▶ _What is asked_:
Rewrite the entries from the start through the line containing "(1057, 246)", including that line, as a two-column CSV with the headers entry and answer. Give one row per entry, with each value in a single quoted field and line breaks replaced by spaces.

▶ _Data records_:
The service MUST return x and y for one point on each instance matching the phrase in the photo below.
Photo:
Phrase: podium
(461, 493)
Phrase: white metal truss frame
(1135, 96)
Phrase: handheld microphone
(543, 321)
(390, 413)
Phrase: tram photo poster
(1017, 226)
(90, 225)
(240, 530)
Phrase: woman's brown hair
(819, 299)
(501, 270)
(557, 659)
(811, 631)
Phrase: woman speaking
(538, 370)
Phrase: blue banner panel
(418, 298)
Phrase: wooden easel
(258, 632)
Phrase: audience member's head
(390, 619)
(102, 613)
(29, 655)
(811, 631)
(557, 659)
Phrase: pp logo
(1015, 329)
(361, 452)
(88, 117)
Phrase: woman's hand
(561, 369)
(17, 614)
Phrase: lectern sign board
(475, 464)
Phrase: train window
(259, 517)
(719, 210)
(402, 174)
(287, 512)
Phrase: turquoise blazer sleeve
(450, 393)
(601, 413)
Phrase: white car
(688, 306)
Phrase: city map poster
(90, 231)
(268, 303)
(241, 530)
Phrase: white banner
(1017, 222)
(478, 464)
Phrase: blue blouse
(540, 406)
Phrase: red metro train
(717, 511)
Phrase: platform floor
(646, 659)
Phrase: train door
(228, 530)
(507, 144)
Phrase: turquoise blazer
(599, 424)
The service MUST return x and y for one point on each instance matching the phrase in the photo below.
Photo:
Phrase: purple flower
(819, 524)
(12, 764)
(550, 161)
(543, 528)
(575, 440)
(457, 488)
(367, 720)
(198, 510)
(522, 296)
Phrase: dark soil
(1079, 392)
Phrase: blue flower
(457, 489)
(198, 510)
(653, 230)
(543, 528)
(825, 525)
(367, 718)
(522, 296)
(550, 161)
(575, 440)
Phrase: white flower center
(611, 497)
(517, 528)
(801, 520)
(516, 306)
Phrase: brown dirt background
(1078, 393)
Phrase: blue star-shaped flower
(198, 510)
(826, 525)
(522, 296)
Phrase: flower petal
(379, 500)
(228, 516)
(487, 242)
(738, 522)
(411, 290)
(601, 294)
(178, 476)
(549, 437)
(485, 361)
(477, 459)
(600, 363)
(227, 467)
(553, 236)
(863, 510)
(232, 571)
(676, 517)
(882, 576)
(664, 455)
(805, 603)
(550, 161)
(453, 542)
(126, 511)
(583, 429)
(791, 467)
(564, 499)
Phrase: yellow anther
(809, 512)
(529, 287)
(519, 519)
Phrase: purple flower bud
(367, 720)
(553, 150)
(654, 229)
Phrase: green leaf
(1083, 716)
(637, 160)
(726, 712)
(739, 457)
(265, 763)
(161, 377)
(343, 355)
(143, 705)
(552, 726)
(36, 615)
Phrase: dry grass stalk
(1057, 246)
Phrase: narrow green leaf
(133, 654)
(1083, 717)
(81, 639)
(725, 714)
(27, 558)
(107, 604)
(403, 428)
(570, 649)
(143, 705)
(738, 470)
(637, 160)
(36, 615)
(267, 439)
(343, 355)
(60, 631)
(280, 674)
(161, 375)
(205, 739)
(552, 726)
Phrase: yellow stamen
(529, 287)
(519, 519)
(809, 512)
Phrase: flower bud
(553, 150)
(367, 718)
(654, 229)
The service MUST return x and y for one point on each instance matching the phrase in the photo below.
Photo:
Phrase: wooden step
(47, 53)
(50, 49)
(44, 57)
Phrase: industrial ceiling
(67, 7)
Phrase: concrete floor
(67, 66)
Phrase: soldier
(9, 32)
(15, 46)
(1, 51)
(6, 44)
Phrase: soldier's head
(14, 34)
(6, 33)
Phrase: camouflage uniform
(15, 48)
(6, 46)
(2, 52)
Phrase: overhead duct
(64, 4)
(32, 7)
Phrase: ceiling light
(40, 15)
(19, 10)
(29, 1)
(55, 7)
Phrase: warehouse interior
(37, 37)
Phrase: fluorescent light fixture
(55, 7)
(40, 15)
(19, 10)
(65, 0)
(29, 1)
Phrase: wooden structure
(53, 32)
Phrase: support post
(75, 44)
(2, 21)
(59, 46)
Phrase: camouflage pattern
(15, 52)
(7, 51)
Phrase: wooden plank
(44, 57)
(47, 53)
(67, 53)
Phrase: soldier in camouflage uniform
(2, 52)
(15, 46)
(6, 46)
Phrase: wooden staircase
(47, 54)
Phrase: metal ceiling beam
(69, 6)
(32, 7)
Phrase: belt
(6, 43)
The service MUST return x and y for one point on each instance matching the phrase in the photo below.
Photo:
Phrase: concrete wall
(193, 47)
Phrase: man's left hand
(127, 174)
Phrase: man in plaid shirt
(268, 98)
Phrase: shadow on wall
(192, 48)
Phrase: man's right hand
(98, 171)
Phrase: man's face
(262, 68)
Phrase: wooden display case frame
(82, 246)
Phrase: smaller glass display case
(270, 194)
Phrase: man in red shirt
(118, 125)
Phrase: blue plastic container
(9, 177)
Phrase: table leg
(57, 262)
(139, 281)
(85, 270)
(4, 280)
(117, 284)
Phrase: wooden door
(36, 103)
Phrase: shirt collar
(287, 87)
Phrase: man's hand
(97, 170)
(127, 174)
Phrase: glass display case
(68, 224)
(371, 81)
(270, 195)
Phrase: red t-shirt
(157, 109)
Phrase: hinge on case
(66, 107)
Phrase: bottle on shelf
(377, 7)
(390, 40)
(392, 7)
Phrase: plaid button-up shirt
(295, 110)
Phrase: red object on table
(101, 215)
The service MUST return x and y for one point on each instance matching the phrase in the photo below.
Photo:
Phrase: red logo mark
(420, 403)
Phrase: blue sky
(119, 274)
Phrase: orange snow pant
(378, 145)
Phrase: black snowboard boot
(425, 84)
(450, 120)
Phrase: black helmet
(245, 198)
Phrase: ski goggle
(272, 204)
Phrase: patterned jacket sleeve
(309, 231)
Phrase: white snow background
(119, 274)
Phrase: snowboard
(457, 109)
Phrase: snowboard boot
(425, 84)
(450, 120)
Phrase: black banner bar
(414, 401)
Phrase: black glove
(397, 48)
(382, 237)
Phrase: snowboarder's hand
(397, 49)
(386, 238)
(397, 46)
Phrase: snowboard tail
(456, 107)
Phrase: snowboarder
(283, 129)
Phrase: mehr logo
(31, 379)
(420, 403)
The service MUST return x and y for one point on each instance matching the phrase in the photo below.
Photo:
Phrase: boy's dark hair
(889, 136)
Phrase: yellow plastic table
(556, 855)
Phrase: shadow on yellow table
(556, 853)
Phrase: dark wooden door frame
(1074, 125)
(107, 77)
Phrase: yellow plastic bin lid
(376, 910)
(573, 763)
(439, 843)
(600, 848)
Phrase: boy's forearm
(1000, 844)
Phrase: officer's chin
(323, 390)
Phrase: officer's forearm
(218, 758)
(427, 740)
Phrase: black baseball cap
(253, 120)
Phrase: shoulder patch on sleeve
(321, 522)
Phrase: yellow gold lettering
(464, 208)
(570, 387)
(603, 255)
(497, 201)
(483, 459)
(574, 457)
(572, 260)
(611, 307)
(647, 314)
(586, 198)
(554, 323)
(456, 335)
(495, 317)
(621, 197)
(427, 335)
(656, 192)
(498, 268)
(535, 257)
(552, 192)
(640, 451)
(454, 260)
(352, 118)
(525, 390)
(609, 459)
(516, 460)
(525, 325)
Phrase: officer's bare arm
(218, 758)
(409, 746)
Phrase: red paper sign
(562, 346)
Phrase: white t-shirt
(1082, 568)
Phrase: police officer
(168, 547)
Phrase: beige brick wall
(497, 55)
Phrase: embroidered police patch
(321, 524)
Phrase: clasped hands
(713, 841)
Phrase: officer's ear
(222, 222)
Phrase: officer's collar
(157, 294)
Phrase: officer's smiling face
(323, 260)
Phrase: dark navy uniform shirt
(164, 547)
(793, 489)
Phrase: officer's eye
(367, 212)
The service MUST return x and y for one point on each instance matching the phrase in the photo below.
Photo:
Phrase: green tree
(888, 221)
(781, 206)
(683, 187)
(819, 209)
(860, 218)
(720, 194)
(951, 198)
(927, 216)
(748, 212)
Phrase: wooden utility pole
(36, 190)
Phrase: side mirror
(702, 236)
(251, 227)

▶ _Result below_:
entry,answer
"The service MUST return x and y for one point on each instance matching the phrase in the photo below. Photo: Phrase: podium","(461, 493)"
"Phrase: white metal truss frame","(1135, 96)"
"Phrase: handheld microphone","(543, 321) (390, 413)"
"Phrase: tram photo poster","(1017, 226) (90, 225) (240, 530)"
"Phrase: woman's brown hair","(819, 299) (501, 270) (557, 659) (811, 631)"
"Phrase: woman speaking","(538, 370)"
"Phrase: blue banner panel","(418, 298)"
"Phrase: wooden easel","(258, 632)"
"Phrase: audience member's head","(390, 619) (102, 613) (29, 655) (811, 631) (557, 659)"
"Phrase: pp logo","(1015, 329) (361, 452) (88, 117)"
"Phrase: woman's hand","(561, 369) (17, 614)"
"Phrase: lectern sign board","(475, 464)"
"Phrase: train window","(259, 517) (719, 210) (402, 174) (287, 512)"
"Phrase: turquoise blazer sleeve","(450, 393) (601, 413)"
"Phrase: white car","(688, 306)"
"Phrase: city map poster","(90, 231) (268, 303) (241, 530)"
"Phrase: white banner","(1017, 222) (478, 464)"
"Phrase: blue blouse","(540, 406)"
"Phrase: red metro train","(717, 511)"
"Phrase: platform floor","(646, 659)"
"Phrase: train door","(228, 530) (507, 144)"
"Phrase: turquoise blazer","(599, 424)"
"The service MUST return x and y for one point on each instance matching the phrase in the photo below. Photo: Phrase: purple flower","(819, 524) (12, 764) (550, 161) (543, 528) (575, 440) (457, 488) (367, 720) (198, 510) (522, 296)"
"Phrase: dark soil","(1079, 392)"
"Phrase: blue flower","(457, 489) (198, 510) (653, 230) (543, 528) (825, 525) (367, 718) (522, 296) (550, 161) (575, 440)"
"Phrase: white flower center","(611, 497) (517, 528) (801, 520) (516, 306)"
"Phrase: brown dirt background","(1078, 393)"
"Phrase: blue star-shaped flower","(198, 510) (826, 525) (522, 296)"
"Phrase: flower petal","(379, 500) (228, 516) (487, 242) (738, 522) (411, 290) (601, 294) (178, 476) (549, 437) (485, 361) (477, 459) (600, 363) (227, 467) (553, 236) (863, 510) (232, 571) (676, 517) (882, 576) (664, 455) (805, 603) (550, 161) (453, 542) (126, 511) (583, 429) (791, 467) (564, 499)"
"Phrase: yellow anther","(809, 512) (529, 287) (519, 519)"
"Phrase: purple flower bud","(367, 720) (553, 150) (654, 229)"
"Phrase: green leaf","(1083, 716) (637, 160) (726, 712) (739, 457) (265, 763) (161, 377) (343, 355) (143, 705) (552, 726) (36, 615)"
"Phrase: dry grass stalk","(1057, 246)"